Short exercise -> Transcribe the lines verbatim, starting at the line containing "Using the screenshot above, find the green" and ending at the line containing "[80,73,139,150]", both included.

Data in this exercise ->
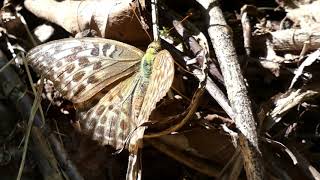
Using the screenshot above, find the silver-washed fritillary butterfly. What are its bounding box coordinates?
[26,38,174,155]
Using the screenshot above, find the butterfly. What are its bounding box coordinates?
[26,38,174,165]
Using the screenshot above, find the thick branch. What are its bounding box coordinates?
[197,0,264,180]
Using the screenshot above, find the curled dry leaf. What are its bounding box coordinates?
[24,0,148,44]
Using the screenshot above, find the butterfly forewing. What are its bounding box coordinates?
[27,38,143,103]
[27,38,174,152]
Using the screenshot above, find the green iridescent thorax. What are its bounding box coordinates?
[141,42,161,79]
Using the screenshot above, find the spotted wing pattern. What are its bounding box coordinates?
[26,38,143,103]
[27,38,174,151]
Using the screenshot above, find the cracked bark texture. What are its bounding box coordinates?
[197,0,264,180]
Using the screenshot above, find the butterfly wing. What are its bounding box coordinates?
[129,50,174,152]
[26,38,143,104]
[80,73,139,150]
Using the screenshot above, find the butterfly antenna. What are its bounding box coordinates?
[130,3,152,41]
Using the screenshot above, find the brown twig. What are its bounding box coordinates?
[197,0,264,180]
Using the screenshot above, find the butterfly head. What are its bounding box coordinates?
[141,41,161,78]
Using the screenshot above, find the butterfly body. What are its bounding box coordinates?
[26,38,174,151]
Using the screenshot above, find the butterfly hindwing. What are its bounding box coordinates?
[27,38,143,103]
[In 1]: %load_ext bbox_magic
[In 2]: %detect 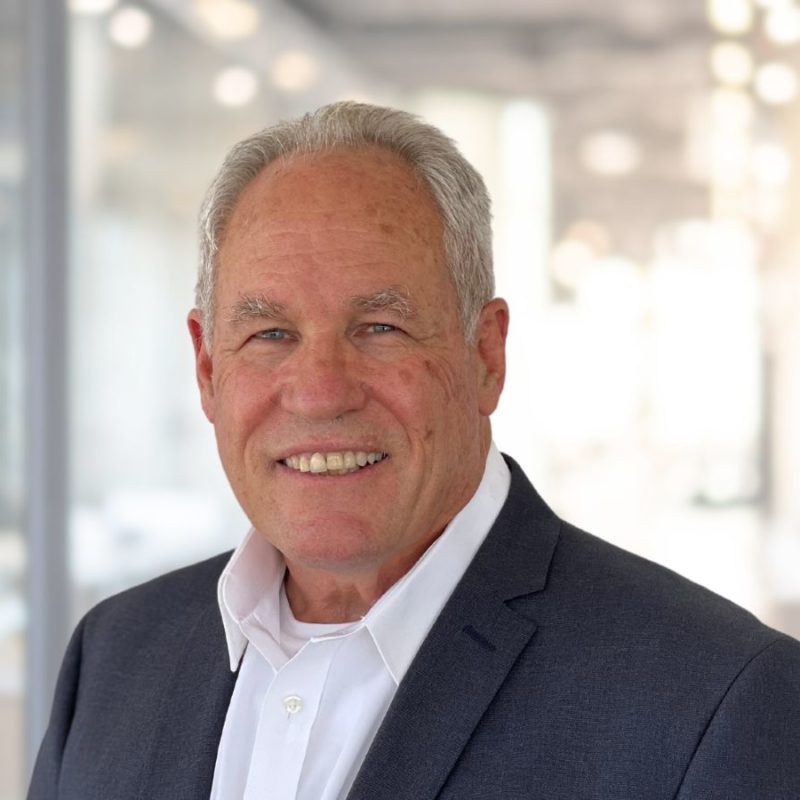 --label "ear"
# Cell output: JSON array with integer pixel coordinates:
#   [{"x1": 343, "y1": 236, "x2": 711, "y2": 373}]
[
  {"x1": 187, "y1": 308, "x2": 214, "y2": 423},
  {"x1": 475, "y1": 297, "x2": 508, "y2": 417}
]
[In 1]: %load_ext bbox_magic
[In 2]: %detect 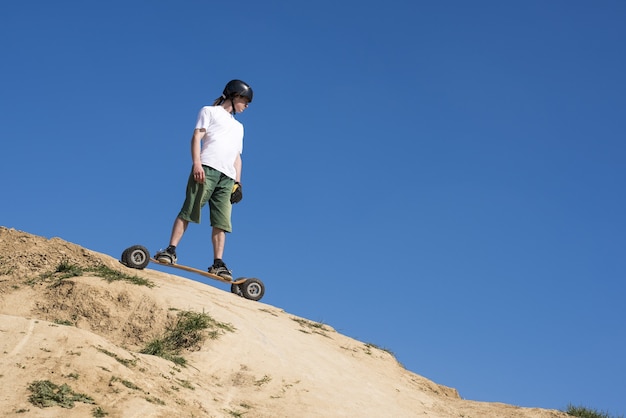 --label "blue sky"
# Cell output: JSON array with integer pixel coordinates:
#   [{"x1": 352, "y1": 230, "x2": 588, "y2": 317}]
[{"x1": 0, "y1": 0, "x2": 626, "y2": 415}]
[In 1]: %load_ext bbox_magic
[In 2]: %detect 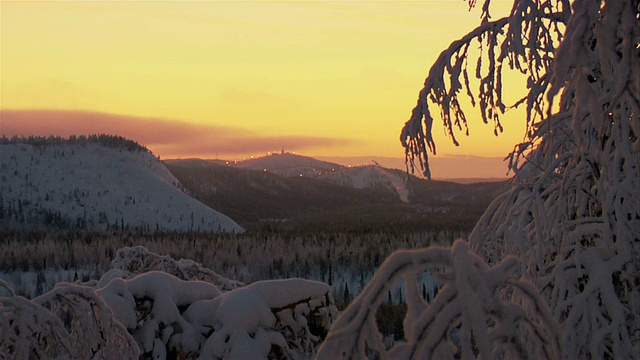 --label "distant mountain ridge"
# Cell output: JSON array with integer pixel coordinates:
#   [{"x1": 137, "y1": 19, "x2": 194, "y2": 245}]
[
  {"x1": 0, "y1": 135, "x2": 244, "y2": 232},
  {"x1": 165, "y1": 154, "x2": 508, "y2": 230}
]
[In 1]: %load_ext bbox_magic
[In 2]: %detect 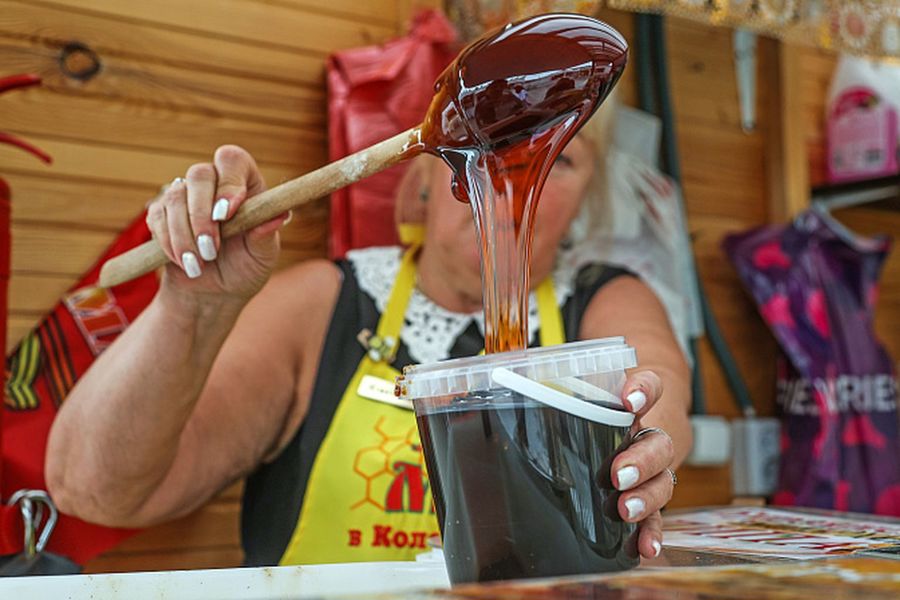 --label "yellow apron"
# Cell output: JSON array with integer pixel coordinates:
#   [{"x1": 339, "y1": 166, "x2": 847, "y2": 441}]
[{"x1": 279, "y1": 248, "x2": 565, "y2": 565}]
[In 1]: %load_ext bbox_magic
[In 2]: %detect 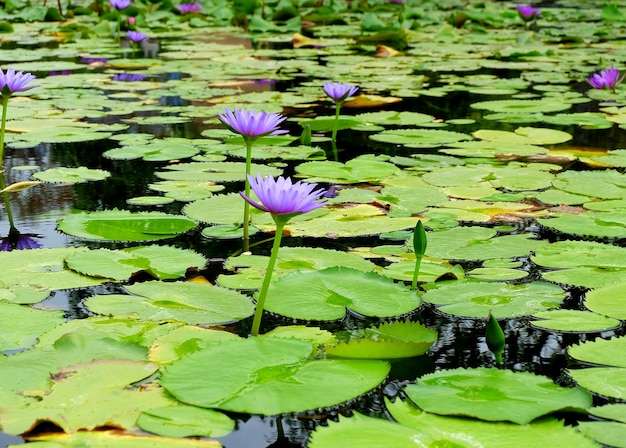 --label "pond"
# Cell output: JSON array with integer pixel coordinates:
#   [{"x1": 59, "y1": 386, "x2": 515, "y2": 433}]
[{"x1": 0, "y1": 0, "x2": 626, "y2": 448}]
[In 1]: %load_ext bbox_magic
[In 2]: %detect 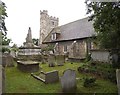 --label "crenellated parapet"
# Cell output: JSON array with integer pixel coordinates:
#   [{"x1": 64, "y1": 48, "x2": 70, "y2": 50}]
[{"x1": 39, "y1": 10, "x2": 59, "y2": 45}]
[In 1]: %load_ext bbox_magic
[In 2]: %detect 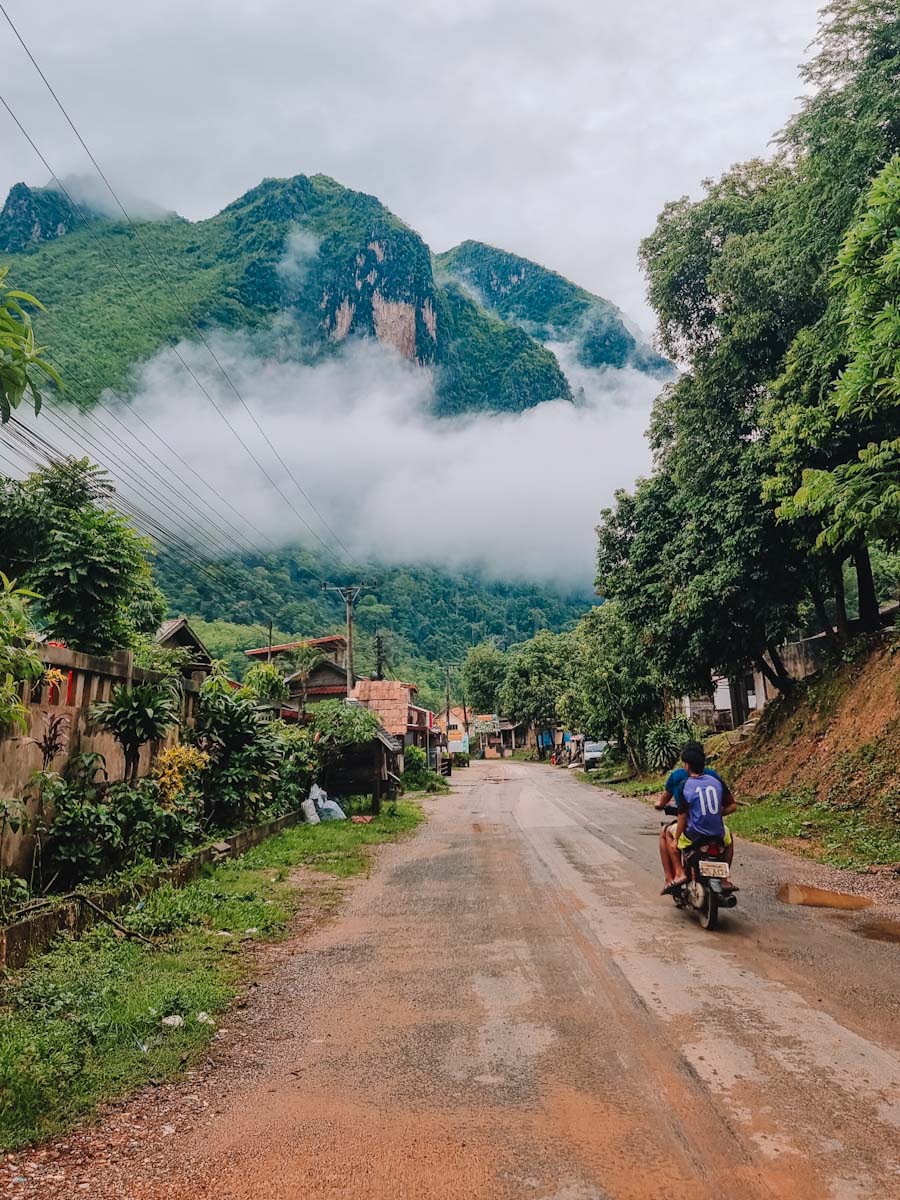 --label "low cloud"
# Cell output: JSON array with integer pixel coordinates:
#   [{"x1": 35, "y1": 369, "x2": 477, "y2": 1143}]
[{"x1": 42, "y1": 334, "x2": 660, "y2": 587}]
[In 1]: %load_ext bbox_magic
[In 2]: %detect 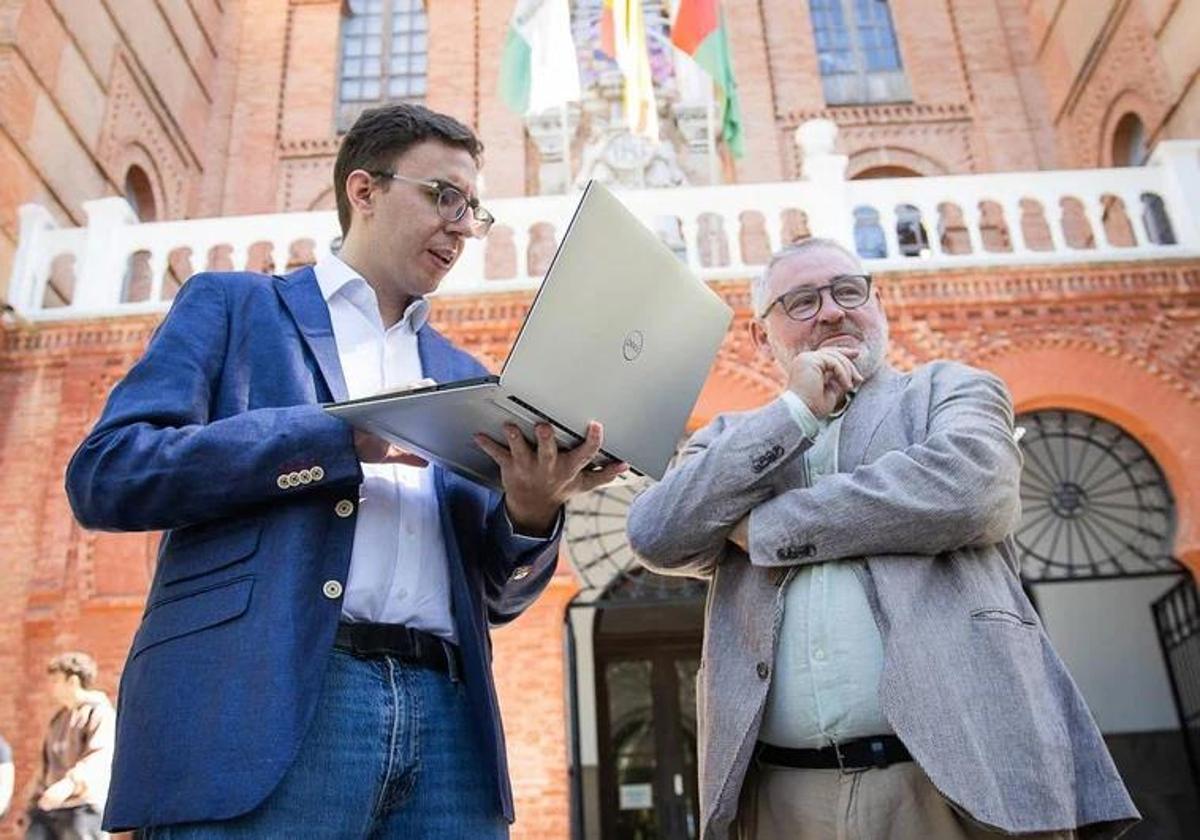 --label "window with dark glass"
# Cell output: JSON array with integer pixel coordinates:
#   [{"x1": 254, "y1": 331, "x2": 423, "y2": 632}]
[
  {"x1": 809, "y1": 0, "x2": 912, "y2": 104},
  {"x1": 337, "y1": 0, "x2": 430, "y2": 130}
]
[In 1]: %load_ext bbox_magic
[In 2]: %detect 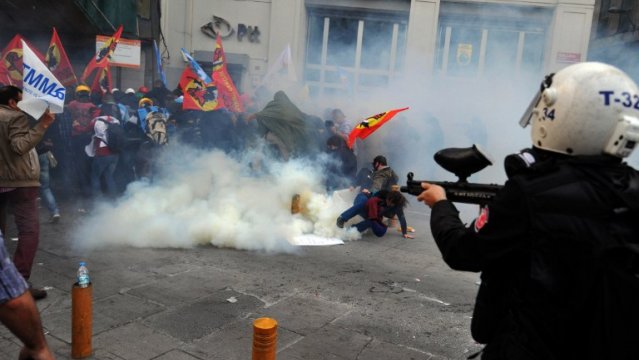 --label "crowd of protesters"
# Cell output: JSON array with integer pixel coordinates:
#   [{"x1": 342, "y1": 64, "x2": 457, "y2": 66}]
[{"x1": 35, "y1": 81, "x2": 390, "y2": 205}]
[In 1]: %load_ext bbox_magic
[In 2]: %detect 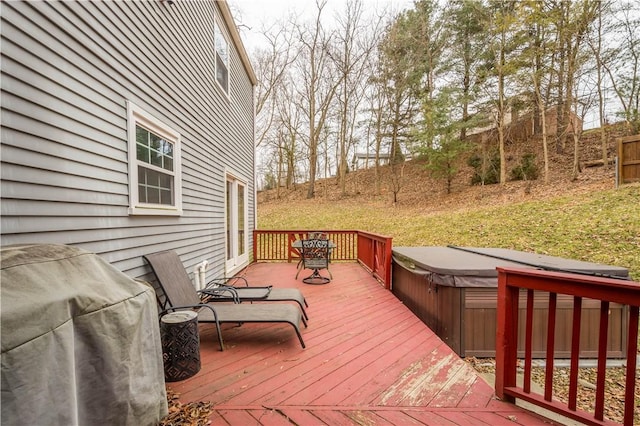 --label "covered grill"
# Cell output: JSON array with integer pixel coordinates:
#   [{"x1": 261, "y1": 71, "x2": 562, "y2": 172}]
[{"x1": 0, "y1": 244, "x2": 167, "y2": 425}]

Finished answer ->
Using the screenshot above, find the green iridescent thorax. What are its bounding box coordinates?
[141,42,161,79]
Using the screenshot above, find the spotted wing pattern. What are its bounding box coordinates?
[26,38,143,103]
[27,38,174,151]
Using the screenshot above, find the cracked bark texture. What are its bounding box coordinates?
[197,0,264,180]
Using the screenshot above, find the butterfly wing. What are its bounding box coordinates?
[129,50,174,152]
[26,38,143,104]
[80,73,139,150]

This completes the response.